**ACTIVITY:**
Word for word, repeat the lines of the records from the one containing "# pick out one point per instance of the dashboard gauge;" through the last line, both included.

**RECORDS TO PROCESS:**
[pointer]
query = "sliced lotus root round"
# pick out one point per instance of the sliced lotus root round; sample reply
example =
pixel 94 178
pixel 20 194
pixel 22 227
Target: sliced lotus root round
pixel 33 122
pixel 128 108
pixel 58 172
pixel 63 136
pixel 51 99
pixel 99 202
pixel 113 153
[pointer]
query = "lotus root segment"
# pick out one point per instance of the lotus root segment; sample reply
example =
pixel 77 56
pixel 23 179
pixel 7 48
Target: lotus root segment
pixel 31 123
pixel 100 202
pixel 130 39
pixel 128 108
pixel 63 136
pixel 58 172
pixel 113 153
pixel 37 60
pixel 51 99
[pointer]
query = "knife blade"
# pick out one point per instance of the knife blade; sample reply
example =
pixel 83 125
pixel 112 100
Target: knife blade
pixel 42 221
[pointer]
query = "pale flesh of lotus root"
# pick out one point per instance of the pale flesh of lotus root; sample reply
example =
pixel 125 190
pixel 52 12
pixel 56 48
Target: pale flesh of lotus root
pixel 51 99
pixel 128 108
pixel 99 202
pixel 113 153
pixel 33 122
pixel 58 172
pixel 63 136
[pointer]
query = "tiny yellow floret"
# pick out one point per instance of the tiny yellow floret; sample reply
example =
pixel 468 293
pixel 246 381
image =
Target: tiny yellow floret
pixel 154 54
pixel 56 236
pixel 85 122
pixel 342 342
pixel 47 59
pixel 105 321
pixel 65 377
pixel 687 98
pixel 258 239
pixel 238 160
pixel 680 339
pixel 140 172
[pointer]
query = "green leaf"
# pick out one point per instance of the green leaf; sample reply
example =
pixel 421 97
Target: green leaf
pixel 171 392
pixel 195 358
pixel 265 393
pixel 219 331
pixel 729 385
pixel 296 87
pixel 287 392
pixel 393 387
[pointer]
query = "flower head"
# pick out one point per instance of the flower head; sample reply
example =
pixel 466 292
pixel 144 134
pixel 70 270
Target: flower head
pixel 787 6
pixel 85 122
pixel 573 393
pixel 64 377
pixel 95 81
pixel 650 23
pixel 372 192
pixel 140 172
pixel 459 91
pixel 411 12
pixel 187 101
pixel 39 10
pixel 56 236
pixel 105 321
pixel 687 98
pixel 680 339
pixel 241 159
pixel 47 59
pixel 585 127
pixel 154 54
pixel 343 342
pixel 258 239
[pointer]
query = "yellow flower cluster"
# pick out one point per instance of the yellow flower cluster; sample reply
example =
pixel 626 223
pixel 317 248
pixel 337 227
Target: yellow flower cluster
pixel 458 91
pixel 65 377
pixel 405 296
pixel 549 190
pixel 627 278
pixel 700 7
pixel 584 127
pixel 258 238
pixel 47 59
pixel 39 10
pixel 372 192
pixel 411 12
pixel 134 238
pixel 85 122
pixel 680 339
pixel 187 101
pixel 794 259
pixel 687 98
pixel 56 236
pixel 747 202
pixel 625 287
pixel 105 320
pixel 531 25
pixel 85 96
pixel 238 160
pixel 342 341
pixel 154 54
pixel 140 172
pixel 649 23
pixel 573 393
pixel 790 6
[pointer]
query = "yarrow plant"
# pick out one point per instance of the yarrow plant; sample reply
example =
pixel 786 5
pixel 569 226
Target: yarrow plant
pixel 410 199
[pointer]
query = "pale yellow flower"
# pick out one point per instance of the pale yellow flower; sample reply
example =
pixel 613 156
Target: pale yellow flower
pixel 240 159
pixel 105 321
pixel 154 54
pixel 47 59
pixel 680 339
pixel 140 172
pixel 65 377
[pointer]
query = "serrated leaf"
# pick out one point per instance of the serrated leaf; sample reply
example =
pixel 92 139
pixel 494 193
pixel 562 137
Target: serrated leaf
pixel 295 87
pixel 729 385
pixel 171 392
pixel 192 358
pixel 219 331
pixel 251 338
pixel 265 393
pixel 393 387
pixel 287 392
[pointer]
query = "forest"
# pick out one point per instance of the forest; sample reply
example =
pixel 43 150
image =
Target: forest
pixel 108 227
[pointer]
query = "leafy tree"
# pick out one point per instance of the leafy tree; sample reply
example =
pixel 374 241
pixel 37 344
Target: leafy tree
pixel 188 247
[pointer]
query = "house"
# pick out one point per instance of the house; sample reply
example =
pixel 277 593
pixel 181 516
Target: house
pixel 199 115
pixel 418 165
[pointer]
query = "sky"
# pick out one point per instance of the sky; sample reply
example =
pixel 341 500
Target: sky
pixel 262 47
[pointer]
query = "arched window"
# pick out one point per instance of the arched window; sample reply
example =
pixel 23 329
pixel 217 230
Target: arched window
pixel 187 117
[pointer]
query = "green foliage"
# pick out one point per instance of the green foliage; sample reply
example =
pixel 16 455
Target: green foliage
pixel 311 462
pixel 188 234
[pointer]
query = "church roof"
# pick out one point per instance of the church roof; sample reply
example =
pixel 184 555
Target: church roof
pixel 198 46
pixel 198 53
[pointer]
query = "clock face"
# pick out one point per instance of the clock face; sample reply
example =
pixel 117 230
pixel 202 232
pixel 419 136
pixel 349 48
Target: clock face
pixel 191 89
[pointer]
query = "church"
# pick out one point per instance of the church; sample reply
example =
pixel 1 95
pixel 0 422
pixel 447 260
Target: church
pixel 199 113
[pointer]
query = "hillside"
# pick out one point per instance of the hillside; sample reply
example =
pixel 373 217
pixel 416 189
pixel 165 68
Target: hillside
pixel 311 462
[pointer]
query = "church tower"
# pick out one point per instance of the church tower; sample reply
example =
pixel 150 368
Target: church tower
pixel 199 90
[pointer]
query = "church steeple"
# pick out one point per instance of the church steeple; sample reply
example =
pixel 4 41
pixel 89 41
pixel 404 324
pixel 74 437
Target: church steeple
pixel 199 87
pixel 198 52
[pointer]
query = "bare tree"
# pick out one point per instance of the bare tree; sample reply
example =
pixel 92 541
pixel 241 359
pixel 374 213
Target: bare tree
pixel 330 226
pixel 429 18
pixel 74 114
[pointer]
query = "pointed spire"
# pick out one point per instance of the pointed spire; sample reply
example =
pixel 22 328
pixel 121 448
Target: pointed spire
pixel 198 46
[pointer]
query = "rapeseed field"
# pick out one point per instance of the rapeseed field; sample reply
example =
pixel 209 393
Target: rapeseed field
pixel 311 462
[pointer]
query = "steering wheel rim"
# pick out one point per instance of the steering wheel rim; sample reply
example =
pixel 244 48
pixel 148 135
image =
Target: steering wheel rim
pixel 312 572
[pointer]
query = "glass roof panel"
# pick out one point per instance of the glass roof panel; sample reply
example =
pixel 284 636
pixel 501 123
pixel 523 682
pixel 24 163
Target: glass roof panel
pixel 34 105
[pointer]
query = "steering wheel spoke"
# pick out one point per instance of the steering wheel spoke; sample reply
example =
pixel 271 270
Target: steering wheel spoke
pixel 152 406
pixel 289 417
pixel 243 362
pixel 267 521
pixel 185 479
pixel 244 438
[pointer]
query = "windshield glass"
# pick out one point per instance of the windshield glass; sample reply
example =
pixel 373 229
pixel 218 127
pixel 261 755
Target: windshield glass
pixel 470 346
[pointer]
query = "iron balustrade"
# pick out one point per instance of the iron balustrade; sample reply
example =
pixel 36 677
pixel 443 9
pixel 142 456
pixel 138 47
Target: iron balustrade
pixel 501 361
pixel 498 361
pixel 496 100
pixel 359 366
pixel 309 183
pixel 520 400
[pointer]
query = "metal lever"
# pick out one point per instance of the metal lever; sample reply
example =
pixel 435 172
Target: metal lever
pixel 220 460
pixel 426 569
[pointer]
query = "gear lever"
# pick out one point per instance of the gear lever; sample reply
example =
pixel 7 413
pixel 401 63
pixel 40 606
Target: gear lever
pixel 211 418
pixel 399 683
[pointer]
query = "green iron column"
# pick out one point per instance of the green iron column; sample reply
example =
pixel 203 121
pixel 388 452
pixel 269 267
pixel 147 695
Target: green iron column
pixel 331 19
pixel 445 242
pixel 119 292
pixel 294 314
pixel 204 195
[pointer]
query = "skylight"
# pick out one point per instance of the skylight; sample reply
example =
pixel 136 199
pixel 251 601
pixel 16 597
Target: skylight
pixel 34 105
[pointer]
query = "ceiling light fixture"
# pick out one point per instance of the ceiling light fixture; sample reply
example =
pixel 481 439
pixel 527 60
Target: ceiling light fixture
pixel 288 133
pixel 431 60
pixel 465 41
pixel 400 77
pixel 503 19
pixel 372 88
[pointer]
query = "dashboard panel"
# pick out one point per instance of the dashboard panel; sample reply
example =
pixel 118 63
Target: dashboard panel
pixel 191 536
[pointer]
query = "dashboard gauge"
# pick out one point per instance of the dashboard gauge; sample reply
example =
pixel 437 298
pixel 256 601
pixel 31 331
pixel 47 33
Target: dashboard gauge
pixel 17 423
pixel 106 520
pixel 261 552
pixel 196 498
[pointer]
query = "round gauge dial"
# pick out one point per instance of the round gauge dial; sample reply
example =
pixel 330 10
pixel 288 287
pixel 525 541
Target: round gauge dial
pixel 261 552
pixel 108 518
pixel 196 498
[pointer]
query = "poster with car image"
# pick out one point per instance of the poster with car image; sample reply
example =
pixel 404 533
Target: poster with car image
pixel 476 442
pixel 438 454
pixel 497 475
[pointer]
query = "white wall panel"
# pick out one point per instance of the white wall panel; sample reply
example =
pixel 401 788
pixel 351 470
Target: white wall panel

**COMPLETED TASK:**
# pick out one point per instance of the dashboard gauge; sample reply
example =
pixel 437 298
pixel 256 601
pixel 31 331
pixel 47 33
Target: dashboard gauge
pixel 17 423
pixel 106 520
pixel 261 552
pixel 196 498
[pointer]
query = "round gauge dial"
# pick out one point per instance of the round gauge dial; sample reply
example =
pixel 330 10
pixel 288 287
pixel 525 541
Target: round gauge dial
pixel 261 552
pixel 108 518
pixel 196 498
[pointer]
query = "poster with car image"
# pick out one point per instance of the poster with car image; sample reply
example =
pixel 404 533
Target: poster with car image
pixel 476 442
pixel 438 454
pixel 497 475
[pointer]
query = "white wall panel"
# pick out one point per instance of the white wall panel; sample reply
example =
pixel 401 788
pixel 351 470
Target: white wall panel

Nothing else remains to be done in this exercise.